*Exercise description*. Set out as a numbered list every line from the one containing "algae patch with" through the end of the records, leaving out blank lines.

Pointing dataset excerpts:
• • • • • • •

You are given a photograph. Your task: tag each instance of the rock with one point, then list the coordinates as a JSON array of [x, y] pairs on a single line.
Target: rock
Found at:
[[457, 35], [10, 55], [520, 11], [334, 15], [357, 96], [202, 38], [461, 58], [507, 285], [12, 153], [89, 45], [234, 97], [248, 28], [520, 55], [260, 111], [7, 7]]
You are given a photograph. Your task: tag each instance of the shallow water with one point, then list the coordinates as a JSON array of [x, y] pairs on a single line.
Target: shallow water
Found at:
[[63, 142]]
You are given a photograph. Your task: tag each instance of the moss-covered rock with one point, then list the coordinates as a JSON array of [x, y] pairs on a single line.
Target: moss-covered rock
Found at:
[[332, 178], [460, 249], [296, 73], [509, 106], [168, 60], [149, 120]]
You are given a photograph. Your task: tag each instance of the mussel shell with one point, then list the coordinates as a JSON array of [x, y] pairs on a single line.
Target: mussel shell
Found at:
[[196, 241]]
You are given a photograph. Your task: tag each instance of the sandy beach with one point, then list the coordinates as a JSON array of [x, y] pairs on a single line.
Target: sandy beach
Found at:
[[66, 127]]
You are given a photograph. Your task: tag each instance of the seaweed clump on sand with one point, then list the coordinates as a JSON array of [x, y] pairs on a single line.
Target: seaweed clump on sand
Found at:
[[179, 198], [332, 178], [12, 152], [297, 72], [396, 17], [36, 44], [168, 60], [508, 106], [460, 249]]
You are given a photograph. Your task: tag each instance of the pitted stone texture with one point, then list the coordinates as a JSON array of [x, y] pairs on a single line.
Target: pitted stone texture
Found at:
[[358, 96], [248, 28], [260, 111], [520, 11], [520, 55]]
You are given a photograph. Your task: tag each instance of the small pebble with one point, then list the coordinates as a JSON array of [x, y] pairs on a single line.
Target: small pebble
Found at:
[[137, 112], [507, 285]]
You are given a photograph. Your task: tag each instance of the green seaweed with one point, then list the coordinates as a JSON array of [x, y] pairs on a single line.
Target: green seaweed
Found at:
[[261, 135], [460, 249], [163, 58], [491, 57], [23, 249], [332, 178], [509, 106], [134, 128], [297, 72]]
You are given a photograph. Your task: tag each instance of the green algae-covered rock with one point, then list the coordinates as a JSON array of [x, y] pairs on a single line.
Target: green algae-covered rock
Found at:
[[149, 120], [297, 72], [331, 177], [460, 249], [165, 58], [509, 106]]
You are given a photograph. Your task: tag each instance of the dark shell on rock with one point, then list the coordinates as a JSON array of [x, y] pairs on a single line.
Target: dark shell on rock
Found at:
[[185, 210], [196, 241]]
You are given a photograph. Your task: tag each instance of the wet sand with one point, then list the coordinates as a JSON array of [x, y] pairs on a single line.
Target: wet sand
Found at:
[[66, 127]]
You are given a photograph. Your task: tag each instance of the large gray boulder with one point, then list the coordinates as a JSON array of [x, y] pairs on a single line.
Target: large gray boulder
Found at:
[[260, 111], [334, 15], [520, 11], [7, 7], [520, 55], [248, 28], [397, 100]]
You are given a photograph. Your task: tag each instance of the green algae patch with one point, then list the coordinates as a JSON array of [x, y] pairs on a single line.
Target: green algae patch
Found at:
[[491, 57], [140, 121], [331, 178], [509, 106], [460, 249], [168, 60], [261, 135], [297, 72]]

• • • • • • •

*The response*.
1. You are given a photograph. Your task: tag each instance of the green algae patch with one point, then list the coordinates as a JSON array of [x, y] pairs on a single line.
2. Target: green algae patch
3. Found at:
4. [[491, 57], [140, 121], [331, 178], [509, 106], [460, 249], [168, 60], [261, 135], [297, 72]]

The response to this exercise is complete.